There are, moreover, certain mistakes which cannot be “explained away” — such as deliberate omissions or deceptions. Thus, if the Office of Personnel Management gets the idea that there is an element of deceptiveness in a disability retirement application — either through omission or deliberate avoidance of an issue — then it becomes a difficult case to win. Honesty is always the best policy, and no Disability Retirement applicant should ever engage in any act of covering up any information. This is conceptually different from emphasizing the elements in a disability retirement application which favor an approval, as opposed to de-emphasizing those elements which tend to obscure the primary elements of an application. Such artful emphasis/de-emphasis should always be a part of every disability retirement application, coordinating the Applicant’s Statement of Disability with supporting medical documentation, to convey a consistent “whole” to the Office of Personnel Management.

Sincerely,

Robert R. McGill, Esquire

CSRS & FERS Disability: The Filing

Never be deceptive in your filing. Always be truthful. To be deceptive or untruthful will harm your credibility, your case, and ultimately, may defeat your ability to obtain disability retirement benefits. Now, there is a conceptual distinction between being “truthful” and emphasizing certain issues of your case, while leaving certain other issues as secondary and less prominent in the documents & supportive papers filed. Thus, to take a rather crude example, while everyone in the world spends a great deal of his or her life in the restroom, we rarely — if ever — talk about such events. Is it because we are not being “truthful”? No — instead, while it is an issue which is not emphasized, it is not something which we are also being deceptive about.

Thus, with respect to disability retirement issues, one should never deliberately attempt to mislead, hide, or otherwise “expunge” certain aspects of the disability retirement application. At the same time, however, those aspects which are not very helpful, or which may harm your case, should not be placed in bold-type or underlined in red. Wherever possible, those aspects which will weaken your case, should simply be de-emphasized — but never deliberately hidden.

Sincerely,

Robert R. McGill, Esquire

Federal Disability Retirement: Symptoms Versus Diagnosis

If disability retirement were merely a matter of determining the proper diagnosis of a medical condition, and having a doctor ascribe a percentage rating of disability, then the process of disability retirement would substantively be altered, and perhaps there would be far fewer cases to adjudicate at the Merit Systems Protection Board level. For, if the criteria were that ‘cut and dry’, there would be little for OPM and the applicant & the applicant’s lawyer to argue over. However, it rarely is that ‘cut and dry’ — because the major battle is rarely over the diagnosis; it is rarely over an issue concerning a percentage ascription of disability; rather, it is over the symptoms manifested, the significance of such symptoms upon the type of work one does, and in the impact such symptoms have upon the essential elements of one’s job.

That is why descriptive terms are important in disability retirement law. It is not so important ‘what it is’, as opposed to ‘how it is characterized’. From this perspective, it is important for a disability retirement attorney to be more of a poet than to be cold and analytical — although, the best approach would be to have a little bit of both. Remember to always know the context — the applicant will not be standing in front of an OPM representative showing how terrible the applicant’s medical condition is; there will be no visual presentation; everything is based upon a narrative — the applicant’s statement, the medical documentation, the legal memorandum of the attorney, etc. Thus, it is all-important for the attorney who represents a disability retirement applicant to have a good command of the English language.

### Brief
Reproduce the part of the disability retirement text that runs from "Federal Disability Retirement: Symptoms" up to and including "of one’s job.".

### Input data
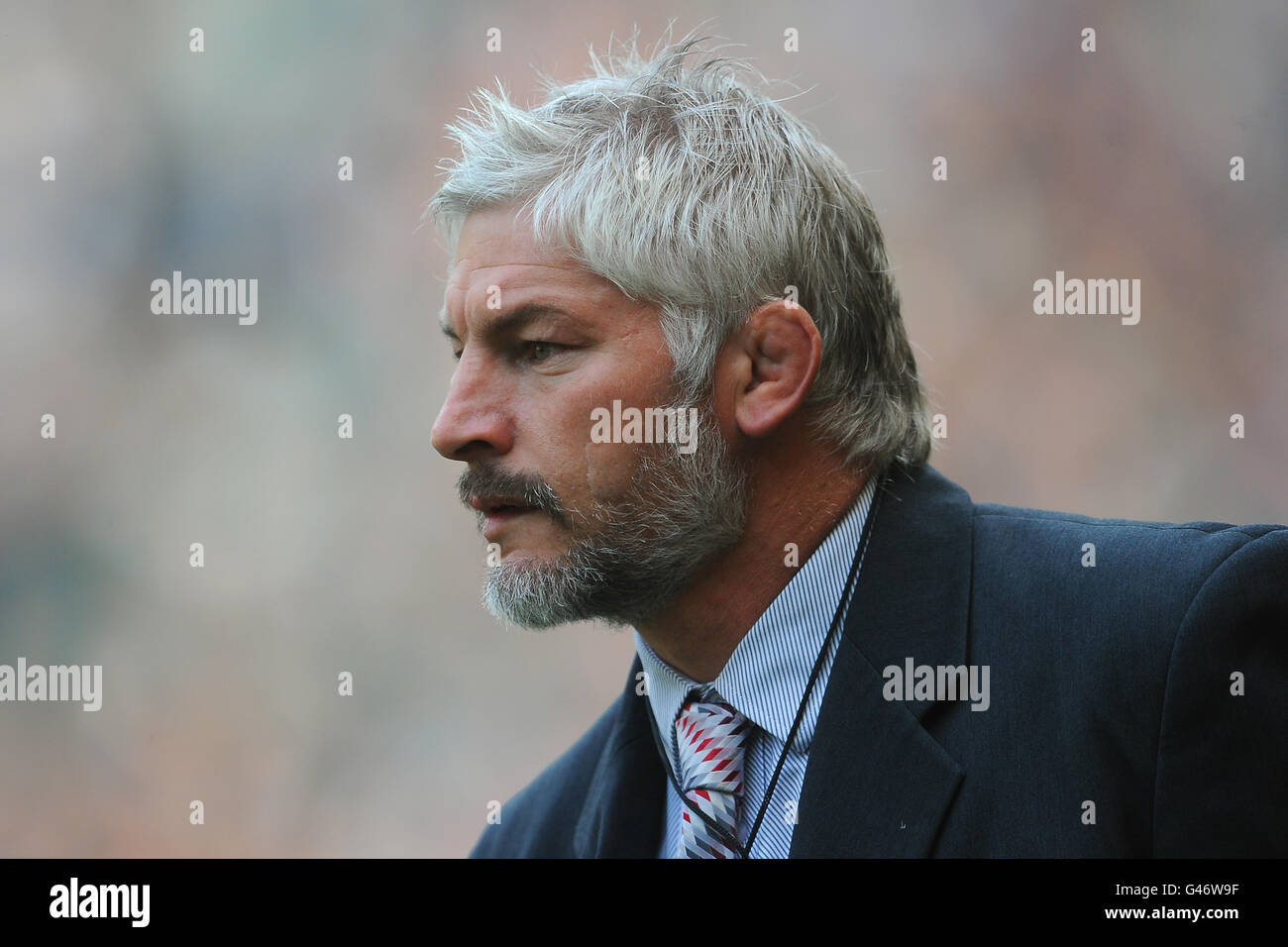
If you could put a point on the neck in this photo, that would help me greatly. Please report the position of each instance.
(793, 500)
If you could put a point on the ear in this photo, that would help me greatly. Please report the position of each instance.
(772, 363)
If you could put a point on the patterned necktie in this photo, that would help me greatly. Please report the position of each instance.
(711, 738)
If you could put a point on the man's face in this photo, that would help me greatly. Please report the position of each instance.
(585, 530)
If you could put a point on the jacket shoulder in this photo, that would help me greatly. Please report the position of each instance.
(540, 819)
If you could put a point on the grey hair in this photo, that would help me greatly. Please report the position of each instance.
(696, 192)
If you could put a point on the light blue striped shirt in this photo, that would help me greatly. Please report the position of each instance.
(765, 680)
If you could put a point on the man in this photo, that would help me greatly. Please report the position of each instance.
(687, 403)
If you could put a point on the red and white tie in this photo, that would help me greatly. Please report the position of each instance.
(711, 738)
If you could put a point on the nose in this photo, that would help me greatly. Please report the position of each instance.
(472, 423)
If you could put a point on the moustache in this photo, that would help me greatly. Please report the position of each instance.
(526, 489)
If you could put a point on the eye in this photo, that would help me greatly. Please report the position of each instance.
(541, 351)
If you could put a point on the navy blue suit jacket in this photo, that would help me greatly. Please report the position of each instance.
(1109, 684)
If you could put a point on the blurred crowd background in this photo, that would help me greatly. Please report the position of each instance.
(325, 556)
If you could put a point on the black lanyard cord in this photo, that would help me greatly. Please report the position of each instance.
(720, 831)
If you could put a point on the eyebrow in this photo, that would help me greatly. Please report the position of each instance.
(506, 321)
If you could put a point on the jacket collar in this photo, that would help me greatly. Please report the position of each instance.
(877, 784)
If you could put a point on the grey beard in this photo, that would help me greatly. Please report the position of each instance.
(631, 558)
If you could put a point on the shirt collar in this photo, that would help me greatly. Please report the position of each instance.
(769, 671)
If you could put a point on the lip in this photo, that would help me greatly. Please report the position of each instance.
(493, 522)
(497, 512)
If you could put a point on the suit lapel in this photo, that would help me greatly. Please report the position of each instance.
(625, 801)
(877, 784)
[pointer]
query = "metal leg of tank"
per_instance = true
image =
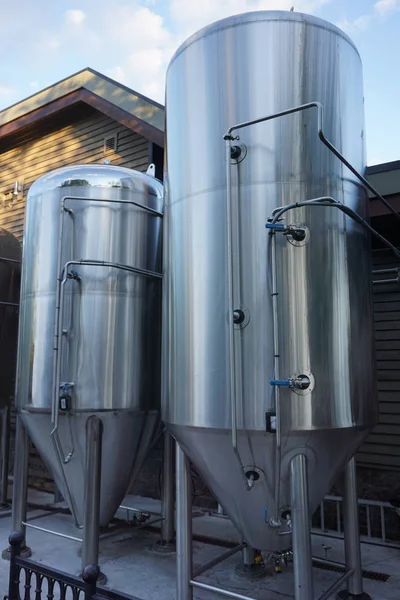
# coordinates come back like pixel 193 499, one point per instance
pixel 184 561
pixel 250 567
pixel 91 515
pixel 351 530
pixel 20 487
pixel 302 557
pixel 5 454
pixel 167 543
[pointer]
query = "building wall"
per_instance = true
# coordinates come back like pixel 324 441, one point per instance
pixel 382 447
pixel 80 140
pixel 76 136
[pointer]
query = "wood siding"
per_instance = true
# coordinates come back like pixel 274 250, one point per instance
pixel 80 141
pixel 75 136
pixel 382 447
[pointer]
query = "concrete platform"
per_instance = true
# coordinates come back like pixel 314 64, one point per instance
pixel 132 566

...

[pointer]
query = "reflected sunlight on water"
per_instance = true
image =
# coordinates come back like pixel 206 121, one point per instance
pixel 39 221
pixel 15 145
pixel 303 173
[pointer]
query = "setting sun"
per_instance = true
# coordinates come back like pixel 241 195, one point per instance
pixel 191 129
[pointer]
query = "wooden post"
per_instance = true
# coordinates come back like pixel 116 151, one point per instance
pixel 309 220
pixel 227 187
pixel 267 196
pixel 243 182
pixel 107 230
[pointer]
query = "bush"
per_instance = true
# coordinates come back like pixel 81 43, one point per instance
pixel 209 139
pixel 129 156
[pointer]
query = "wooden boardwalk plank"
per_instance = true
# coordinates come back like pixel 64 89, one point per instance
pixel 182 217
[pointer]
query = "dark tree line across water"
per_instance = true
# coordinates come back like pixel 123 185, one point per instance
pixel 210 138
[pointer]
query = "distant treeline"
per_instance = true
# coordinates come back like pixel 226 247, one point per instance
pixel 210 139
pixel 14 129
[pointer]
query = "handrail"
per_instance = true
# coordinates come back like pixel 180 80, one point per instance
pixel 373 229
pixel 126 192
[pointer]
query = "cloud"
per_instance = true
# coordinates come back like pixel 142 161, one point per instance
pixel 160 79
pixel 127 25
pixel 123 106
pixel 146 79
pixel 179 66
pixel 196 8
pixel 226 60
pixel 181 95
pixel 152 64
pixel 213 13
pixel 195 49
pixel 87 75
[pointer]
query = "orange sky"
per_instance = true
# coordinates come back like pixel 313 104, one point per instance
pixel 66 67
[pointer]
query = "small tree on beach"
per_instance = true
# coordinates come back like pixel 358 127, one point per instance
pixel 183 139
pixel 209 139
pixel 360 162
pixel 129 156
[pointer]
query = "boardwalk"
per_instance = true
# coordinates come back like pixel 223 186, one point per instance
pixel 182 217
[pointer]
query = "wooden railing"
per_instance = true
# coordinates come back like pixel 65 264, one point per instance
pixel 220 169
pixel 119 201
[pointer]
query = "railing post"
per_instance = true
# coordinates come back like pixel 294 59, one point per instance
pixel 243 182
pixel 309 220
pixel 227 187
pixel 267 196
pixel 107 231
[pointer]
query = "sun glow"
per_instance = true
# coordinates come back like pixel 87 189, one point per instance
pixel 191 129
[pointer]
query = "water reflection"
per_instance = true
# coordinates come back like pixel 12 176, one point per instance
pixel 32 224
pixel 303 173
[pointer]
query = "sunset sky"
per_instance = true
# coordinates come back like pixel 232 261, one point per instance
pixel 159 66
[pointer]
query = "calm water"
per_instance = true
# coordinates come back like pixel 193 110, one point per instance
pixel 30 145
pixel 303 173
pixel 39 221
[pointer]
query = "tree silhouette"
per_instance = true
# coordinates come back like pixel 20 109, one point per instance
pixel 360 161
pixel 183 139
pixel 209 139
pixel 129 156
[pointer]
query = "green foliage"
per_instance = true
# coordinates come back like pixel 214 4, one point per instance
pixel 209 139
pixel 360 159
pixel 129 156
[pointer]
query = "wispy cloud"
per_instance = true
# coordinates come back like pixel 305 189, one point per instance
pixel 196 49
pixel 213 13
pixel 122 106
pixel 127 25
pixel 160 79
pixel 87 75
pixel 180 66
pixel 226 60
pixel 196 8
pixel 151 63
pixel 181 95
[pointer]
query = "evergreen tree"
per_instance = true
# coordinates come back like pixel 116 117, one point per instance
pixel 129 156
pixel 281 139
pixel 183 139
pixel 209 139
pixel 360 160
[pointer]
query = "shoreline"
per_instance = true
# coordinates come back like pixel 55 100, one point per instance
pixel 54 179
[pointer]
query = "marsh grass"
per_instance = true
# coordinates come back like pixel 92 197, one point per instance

### Response to the exercise
Federal Disability Retirement: Symptoms Versus Diagnosis

If disability retirement were merely a matter of determining the proper diagnosis of a medical condition, and having a doctor ascribe a percentage rating of disability, then the process of disability retirement would substantively be altered, and perhaps there would be far fewer cases to adjudicate at the Merit Systems Protection Board level. For, if the criteria were that ‘cut and dry’, there would be little for OPM and the applicant & the applicant’s lawyer to argue over. However, it rarely is that ‘cut and dry’ — because the major battle is rarely over the diagnosis; it is rarely over an issue concerning a percentage ascription of disability; rather, it is over the symptoms manifested, the significance of such symptoms upon the type of work one does, and in the impact such symptoms have upon the essential elements of one’s job.